WHAT TO PRODUCE: Resume the news briefing below, picking up after its last item on the US trade gap.

TEXT SECTION:
Europe proposes a “single digital market.” Regulators will unveil their plans to create, over the next two years, a single market for digital goods, services, capital and content. That would prevent things like “geoblocking”—preventing people in certain countries from using a service.

SpaceX tests a manned spacecraft. The company will try out its Dragon V2, in preparation for manned space missions planned for 2017. The launch (unmanned, but carrying a test dummy) will test the vehicle’s abort system, which is meant to save the crew if a launch goes wrong.

Earnings. Companies presenting their first-quarter results include MetLife, Tesla Motors, Anheuser-Busch InBev, Motorola Solutions and Wendy’s.

While you were sleeping

French lawmakers beefed up spying powers. In response to January’s deadly terrorist attacks, parliament passed a surveillance law that gives intelligence agencies sweeping new powers to tap phones and emails, collect metadata from service providers, and bug suspects. It still needs approval from the senate and constitutional council.

The EU delayed its corporate tax probes. Europe’s anti-trust chief, Margrethe Vestager, said she would miss the June deadline she had set for deciding the legality of tax deals that EU member states offered to multinationals, including Starbucks, Fiat, Apple, and Amazon. Vestager’s campaigns against Google and Gazprom have made headlines.

The US trade gap hit a record. The trade deficit increased 43.1% to $51.4 billion, the biggest hike in 18 years, the US Commerce Department said. The surge came after imports bounced back from the slowdown caused by a labor dispute at west coast ports.

RECORD EXTRACTS:
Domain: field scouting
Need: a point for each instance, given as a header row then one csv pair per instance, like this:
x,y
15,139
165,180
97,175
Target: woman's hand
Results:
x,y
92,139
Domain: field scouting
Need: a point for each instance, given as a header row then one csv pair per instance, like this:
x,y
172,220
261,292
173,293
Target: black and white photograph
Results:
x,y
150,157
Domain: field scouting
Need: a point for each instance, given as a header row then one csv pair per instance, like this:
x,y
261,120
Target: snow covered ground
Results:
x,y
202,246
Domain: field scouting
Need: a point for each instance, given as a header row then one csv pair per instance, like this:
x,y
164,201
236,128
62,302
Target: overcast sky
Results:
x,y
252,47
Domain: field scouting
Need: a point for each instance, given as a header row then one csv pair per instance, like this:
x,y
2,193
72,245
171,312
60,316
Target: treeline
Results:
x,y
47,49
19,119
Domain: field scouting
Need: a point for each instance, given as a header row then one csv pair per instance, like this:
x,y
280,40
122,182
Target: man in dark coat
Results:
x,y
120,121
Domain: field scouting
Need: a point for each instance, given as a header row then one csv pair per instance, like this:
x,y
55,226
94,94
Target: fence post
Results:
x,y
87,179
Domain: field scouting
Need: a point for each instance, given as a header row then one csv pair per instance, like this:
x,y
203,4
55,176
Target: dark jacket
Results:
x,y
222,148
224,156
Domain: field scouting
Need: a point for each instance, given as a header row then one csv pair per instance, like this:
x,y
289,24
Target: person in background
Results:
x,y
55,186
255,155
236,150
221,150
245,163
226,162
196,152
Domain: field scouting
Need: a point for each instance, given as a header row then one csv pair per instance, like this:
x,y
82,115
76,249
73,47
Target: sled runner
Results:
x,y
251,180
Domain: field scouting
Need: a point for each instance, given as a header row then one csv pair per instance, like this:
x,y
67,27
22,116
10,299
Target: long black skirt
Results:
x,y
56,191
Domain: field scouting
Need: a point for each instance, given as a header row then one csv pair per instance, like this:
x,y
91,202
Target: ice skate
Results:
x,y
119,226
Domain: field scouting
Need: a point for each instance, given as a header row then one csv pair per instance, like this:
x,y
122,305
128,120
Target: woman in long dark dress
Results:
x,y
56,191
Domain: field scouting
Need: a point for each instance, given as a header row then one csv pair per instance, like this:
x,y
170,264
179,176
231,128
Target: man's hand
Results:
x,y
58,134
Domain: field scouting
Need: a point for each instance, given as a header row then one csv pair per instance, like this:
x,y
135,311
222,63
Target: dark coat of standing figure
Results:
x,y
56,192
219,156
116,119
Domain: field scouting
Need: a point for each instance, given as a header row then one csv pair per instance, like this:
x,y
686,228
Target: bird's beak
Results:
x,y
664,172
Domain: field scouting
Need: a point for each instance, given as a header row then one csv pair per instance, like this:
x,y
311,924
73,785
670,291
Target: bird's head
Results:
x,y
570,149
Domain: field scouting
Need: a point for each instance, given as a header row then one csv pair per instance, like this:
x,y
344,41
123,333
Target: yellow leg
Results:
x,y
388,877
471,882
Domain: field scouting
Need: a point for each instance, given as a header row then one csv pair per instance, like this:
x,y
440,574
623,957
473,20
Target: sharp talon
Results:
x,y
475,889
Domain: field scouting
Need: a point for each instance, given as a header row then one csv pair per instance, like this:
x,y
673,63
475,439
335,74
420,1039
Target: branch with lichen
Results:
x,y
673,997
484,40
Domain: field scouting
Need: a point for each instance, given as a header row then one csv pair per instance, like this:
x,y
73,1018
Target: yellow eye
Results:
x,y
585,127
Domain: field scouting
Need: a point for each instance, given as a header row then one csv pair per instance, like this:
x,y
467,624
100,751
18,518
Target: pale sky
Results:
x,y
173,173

ANSWER SPACE:
ISIL said it was behind the Texas shooting. The Islamic State group said in a radio broadcast that the gunmen who attacked an exhibition outside Dallas showing cartoons of the prophet Muhammad were “two soldiers of the caliphate.” It’s unclear if the claim is true.

Spending on cancer meds surged. With higher drug prices and more cancer cases, last year $100 billion was spent worldwide on cancer drugs, a 10% hike from 2013. Prices may rise even higher as drug firms market new treatments that make use of the body’s immune system.

Mike Huckabee threw in his hat. The day after Carly Fiorina, yet another Republican hopeful emerged as the former Arkansas governor said he’d seek the party’s 2016 US presidential nomination. It’s his second attempt; the first was in 2008. Polls last month put the former Baptist pastor in fifth or six place among potential Republican contenders.

Quartz obsession interlude

Heather Timmons on the less flashy side of the annual Metropolitan Museum Gala.“The Met’s China’s evening was just the latest example of Western celebrities’ and industries’ ongoing embrace of a fantasy of China, while deftly managing to complete ignore what’s happening on the ground. This China blind spot is particularly notable because it comes as the western entertainment industry tackles serious issues at home and in other parts of the globe.” Read more here.

Matters of debate

“DSK culture” has not gone anywhere. Lecherous machismo among the elites continues to haunt women in France.

Moscow and Beijing have an asymmetric relationship. Their relations continue to blossom, but Russia needs China more than the other way around.

Charlie Hebdo doesn’t mock religion. It mocks the political use of religion, says its editor.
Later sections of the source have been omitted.